**EXERCISE DIRECTIONS**
Count the lines in the listing below that contain the word "cloud", treating uppercase and lowercase as different, and give only that number.

**EXTRACTED ENTRIES**
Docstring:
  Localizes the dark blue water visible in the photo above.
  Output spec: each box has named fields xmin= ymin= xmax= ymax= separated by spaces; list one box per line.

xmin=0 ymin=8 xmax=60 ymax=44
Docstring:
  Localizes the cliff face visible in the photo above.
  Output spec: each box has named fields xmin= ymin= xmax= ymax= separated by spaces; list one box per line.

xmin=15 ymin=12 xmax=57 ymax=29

...

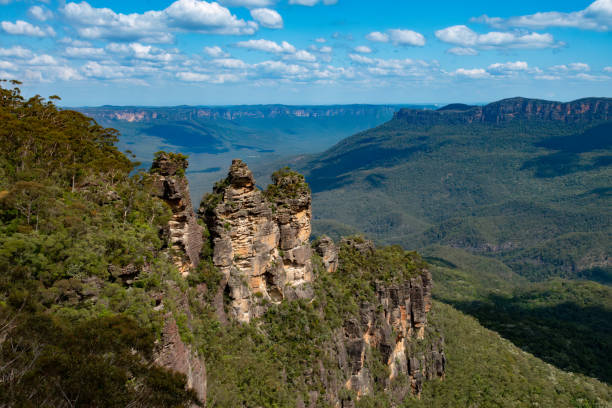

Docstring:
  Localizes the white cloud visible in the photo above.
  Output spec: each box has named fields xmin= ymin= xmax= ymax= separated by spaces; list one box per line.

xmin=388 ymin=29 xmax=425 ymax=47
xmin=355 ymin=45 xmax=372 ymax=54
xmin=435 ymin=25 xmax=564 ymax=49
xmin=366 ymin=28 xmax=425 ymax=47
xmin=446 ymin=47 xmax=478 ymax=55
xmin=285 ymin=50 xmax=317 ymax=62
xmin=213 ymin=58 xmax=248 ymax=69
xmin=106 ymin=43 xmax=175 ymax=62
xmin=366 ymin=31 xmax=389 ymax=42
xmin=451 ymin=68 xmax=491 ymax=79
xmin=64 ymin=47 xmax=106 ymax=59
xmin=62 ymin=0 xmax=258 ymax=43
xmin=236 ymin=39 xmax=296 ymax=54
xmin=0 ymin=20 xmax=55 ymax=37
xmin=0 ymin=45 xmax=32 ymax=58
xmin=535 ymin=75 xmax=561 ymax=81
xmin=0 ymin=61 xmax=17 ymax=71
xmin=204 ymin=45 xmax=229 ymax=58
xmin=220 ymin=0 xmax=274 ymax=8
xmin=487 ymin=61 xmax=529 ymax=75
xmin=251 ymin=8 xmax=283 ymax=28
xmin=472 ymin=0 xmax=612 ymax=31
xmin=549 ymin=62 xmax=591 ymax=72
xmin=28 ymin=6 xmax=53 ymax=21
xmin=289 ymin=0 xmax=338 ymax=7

* * *

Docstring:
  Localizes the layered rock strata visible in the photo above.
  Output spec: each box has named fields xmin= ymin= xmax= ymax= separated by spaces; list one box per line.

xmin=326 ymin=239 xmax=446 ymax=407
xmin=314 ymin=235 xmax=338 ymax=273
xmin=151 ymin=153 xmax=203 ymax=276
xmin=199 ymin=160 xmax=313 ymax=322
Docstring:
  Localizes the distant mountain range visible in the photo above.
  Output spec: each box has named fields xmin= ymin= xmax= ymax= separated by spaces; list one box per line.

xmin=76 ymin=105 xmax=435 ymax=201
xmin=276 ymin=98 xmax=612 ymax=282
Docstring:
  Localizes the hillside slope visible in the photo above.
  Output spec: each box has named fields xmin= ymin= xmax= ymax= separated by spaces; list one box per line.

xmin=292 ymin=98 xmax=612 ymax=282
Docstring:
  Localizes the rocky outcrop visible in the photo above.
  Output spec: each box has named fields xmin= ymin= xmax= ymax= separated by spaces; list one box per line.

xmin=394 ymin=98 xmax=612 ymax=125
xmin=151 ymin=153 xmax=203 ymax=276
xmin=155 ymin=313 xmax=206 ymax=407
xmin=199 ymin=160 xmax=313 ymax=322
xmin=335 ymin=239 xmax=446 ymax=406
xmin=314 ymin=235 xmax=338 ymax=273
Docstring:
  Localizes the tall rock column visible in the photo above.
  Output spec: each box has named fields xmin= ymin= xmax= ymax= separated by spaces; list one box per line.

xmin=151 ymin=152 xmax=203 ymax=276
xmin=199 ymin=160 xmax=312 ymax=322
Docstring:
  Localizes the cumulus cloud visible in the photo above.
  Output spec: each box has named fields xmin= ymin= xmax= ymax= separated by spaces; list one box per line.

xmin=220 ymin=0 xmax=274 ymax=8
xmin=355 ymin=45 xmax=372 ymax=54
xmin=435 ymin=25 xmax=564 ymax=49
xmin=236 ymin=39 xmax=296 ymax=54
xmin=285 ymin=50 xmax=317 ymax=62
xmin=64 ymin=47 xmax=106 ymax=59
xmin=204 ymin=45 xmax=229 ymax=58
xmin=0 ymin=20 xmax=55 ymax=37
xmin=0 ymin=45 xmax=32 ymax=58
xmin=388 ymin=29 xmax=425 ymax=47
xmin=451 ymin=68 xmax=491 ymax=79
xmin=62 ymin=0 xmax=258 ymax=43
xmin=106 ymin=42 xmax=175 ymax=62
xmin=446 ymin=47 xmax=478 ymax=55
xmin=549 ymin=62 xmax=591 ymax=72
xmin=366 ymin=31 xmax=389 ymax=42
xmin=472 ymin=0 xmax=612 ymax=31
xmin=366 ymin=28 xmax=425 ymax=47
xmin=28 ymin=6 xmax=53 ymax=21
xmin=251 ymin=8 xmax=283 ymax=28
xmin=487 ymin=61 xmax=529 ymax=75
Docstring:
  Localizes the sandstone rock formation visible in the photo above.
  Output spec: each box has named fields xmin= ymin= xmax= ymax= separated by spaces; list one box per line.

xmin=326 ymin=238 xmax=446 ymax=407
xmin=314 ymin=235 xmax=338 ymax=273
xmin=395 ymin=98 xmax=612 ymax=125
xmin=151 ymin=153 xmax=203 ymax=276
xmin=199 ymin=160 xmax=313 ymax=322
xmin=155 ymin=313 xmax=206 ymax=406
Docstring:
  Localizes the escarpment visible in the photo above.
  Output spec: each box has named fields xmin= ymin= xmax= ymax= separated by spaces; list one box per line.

**FINISHED TASK**
2